• **EXTRAIT**:

▶

Ballroom Online

closing party (arrivederci e grazie)

Alessandro Bernardeschi & Mauro Paccagnella

Les deux font la paire.

Et de trois.

Pour qui ne passe pas son temps à tailler le bout de gras avec danseurs et chorégraphes au bar du théâtre, on ne sait rien, ou presque, de ce qui se passe en dehors des plateaux : ni Gala ni Closer, et c’est heureux, la danse n’aimant pas les grands déballages impudiques. Jurisprudence Benjamin Millepied. Alors, dès qu’un·e interprète décide de se livrer, est-on circonspect, sauf s’iel le fait sur scène. Ah, Véronique Doisneau ! Qu’il est dur, ce métier.

◀

• **Entrées d'annotation de coordonnées**:
▶

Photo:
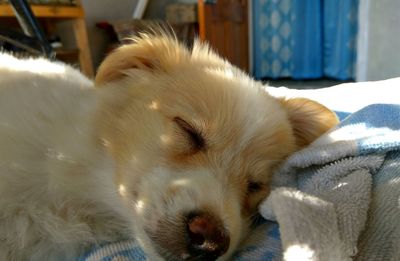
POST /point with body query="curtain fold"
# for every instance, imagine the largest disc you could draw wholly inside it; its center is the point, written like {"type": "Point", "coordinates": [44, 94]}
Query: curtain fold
{"type": "Point", "coordinates": [304, 39]}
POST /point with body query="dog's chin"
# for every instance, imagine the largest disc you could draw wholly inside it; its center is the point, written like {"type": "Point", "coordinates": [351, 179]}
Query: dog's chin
{"type": "Point", "coordinates": [172, 239]}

◀

• **PROBLÈME À RÉSOUDRE**:
Pouvez-vous recopier fidèlement l'extrait, de « Les deux font » jusqu'à « dur, ce métier. » inclus ?

• **RÉSULTAT**:
Les deux font la paire.

Et de trois.

Pour qui ne passe pas son temps à tailler le bout de gras avec danseurs et chorégraphes au bar du théâtre, on ne sait rien, ou presque, de ce qui se passe en dehors des plateaux : ni Gala ni Closer, et c’est heureux, la danse n’aimant pas les grands déballages impudiques. Jurisprudence Benjamin Millepied. Alors, dès qu’un·e interprète décide de se livrer, est-on circonspect, sauf s’iel le fait sur scène. Ah, Véronique Doisneau ! Qu’il est dur, ce métier.